EXERCISE REQUIREMENTS - Using the passage below on signed binary integers, explain why the repeating sign bits can be cut off at any point above the first of them.

GIVEN PASSAGE -
The bitwise inversion of that therefore has an unbounded number of 1 bits
"to the left":

...11111101101 = -19
** What you're saying, the way I read it, is that 5+S=(-19), where S is the
(divergent) sum of all the powers 2^k of 2 with k>=5. I'm still at sea, in other
words.
Since all the sign bits extend infinitely, we can chop them off any place above
the first of the repeating bits to get N bits with some number of repetitions at the
top. We will see that the interpreted numeric value does not depend on how far
to the left we chop the bits, so long as we keep at least the first of
the repeating bits.

This representation of a signed integer with N total bits b(i) little-endianly numbered
with i going 0 to N-1 and each bit having a value b(i) of 0 or 1 is interpreted as having
the (N-1)th bit as the sign bit, and the rest positive, i.e.,

___ i=N-2
\
a = -b(N-1)*2**(N-1)i + > b(i)*2**i
/__
i=0

or in python, operating on a little-ending list of N bits,
def bitsvalue(b): #b is bitlist, to follow convention above
... N=len(b)
... sum = -b[N-1]*2**(N-1)
... for i in xrange(N-1):
... sum += b[i]*2**i
... return sum
...

(Remember this is little-endian: least significant bit to the left, sign at the right)
bitsvalue([0,1,0,0,1,0])
18
bitsvalue([1,0,1,1,0,1])
-19

It doesn't matter how far you extend a copy of the top bit, the value remains the same:
bitsvalue([1,0,1,1,0,1,1,1,1,1,1,1])
-19

You can verify it from the math of the sum, if you separate it into two sums, one with
the top repeating sign bits b(N-r) to b(N-1) and the other with the rest, which has the
same constant value. I'll leave it as an exercise.
bitsvalue([1,1,1,1,1,1])
-1
bitsvalue([1,1,1,1])
-1
bitsvalue([1,1,1,0])
7
<snip>
Python can't *guess* how many bits you want to keep.
** But it could if someone had told it that the leftmost nonzero digit is the
place to start. I just assumed somebody had told it that.
Or the leftmost bit that is either the only bit of all or different
from the one to its right is the minimum sign bit to copy arbitrarily leftwards.
<snip>
Python represents negative integers in unbounded 2's-complement form
** Now we're getting someplace. That was the missing piece in my puzzle.

DATA LINES -
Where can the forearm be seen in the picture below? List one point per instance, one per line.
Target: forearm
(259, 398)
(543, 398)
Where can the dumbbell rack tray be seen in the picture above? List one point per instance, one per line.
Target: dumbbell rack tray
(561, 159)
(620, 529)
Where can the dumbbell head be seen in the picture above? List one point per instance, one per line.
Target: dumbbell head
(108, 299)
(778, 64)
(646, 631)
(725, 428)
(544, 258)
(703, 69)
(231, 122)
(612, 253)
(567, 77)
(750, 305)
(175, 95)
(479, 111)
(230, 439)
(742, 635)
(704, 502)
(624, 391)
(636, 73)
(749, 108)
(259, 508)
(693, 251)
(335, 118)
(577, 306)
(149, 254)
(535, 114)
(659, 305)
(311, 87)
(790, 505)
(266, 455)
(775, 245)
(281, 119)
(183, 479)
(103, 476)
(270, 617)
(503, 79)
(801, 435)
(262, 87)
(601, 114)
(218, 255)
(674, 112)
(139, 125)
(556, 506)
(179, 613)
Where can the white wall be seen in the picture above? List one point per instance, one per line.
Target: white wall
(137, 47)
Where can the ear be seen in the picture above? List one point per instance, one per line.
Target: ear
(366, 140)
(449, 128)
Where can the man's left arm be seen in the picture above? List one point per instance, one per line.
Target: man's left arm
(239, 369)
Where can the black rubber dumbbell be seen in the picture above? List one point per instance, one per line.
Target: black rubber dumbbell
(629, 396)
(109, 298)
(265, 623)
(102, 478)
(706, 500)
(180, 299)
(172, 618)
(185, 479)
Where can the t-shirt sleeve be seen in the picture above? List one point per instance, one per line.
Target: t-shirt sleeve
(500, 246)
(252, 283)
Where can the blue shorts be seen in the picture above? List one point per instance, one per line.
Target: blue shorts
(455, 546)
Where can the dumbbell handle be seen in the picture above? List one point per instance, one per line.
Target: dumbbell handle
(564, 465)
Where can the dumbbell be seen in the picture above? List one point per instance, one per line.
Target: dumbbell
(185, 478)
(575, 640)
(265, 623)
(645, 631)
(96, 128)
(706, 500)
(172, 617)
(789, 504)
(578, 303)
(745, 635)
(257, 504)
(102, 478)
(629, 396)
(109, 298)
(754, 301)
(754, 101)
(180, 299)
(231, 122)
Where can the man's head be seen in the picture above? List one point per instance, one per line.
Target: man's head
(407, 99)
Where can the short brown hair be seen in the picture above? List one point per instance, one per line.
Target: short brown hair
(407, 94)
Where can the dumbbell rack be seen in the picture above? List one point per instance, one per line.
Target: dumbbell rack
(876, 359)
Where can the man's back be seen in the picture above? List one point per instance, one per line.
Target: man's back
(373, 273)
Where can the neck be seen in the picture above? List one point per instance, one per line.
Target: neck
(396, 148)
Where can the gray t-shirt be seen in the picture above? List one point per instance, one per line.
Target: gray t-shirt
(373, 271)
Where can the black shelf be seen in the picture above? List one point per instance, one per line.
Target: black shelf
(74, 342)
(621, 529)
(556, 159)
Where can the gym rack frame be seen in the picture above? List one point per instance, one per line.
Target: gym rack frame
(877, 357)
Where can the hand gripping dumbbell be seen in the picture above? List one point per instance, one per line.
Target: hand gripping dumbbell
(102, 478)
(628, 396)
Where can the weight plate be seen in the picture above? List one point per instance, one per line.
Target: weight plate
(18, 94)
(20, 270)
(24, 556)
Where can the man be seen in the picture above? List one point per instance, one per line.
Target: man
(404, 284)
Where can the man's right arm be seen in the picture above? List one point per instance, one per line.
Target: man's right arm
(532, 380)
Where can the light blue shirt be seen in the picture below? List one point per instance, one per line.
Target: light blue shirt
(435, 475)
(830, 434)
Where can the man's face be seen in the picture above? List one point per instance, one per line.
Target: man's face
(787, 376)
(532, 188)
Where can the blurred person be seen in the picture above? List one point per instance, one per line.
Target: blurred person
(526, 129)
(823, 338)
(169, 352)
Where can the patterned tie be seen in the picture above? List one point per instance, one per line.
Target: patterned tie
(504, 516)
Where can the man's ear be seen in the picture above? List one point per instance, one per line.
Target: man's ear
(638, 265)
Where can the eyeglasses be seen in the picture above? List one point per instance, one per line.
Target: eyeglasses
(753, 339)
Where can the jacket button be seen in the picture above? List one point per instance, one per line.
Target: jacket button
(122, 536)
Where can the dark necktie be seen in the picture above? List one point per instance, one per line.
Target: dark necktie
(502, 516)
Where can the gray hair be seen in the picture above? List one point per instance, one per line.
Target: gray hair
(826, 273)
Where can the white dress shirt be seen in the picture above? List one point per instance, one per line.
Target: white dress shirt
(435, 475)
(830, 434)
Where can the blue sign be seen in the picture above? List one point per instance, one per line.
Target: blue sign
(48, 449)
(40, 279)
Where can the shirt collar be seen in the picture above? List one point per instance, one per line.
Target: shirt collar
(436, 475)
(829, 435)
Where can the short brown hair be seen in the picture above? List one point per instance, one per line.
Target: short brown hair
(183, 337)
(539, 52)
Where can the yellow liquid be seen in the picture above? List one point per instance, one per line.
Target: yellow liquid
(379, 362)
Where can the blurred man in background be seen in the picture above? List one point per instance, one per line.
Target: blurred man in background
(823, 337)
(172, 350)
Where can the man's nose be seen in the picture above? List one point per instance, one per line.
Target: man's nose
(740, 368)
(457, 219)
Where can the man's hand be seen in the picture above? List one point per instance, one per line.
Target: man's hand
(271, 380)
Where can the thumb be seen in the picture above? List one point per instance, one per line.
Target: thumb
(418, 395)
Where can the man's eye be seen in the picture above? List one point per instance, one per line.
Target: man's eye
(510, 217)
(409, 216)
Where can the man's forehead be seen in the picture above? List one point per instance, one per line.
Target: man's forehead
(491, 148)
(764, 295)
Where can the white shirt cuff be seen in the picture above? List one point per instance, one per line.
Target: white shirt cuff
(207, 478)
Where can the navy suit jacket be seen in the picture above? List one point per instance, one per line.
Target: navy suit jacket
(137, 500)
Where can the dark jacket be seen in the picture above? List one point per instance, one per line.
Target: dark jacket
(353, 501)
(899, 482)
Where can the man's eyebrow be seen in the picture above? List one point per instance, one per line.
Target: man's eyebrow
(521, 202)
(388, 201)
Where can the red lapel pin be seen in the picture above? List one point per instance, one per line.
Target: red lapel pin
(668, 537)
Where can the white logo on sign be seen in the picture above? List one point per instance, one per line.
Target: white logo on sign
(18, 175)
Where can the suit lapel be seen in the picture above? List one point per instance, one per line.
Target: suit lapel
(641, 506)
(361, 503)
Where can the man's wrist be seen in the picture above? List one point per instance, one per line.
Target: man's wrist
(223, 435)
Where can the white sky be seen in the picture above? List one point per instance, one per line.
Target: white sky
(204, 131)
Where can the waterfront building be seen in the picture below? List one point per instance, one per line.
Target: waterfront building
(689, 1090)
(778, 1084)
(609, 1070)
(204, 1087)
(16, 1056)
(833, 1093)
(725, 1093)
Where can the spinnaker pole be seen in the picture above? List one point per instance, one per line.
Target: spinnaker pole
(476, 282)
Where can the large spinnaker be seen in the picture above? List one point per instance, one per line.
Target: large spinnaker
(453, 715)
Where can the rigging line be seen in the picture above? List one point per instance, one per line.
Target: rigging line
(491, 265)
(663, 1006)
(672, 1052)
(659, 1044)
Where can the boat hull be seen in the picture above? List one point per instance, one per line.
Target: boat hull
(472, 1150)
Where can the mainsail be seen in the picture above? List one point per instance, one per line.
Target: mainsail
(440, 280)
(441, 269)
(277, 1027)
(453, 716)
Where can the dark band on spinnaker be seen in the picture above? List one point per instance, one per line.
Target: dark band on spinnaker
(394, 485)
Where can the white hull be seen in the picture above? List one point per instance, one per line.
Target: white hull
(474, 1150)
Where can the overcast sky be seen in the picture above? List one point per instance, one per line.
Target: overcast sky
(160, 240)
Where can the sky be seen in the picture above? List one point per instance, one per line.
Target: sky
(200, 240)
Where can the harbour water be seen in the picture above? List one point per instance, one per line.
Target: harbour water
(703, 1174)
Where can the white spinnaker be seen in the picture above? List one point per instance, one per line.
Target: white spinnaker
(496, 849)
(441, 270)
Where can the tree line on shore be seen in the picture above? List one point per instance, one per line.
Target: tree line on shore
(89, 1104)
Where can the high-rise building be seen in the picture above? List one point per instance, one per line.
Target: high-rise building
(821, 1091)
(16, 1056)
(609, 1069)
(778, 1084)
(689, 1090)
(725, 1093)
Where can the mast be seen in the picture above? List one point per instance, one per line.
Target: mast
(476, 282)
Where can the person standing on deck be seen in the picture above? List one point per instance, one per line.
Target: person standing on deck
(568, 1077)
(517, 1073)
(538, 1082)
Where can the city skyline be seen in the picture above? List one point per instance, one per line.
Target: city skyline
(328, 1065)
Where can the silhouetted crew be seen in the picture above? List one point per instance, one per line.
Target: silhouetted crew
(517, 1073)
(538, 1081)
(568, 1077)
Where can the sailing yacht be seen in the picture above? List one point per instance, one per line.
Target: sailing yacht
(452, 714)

EXERCISE SOLUTION - The sign bits extend infinitely, and the interpreted numeric value does not depend on how far to the left the bits are chopped, as long as at least the first repeating bit is kept. The passage shows this with bitsvalue, which returns -19 for both [1,0,1,1,0,1] and the longer list [1,0,1,1,0,1,1,1,1,1,1,1].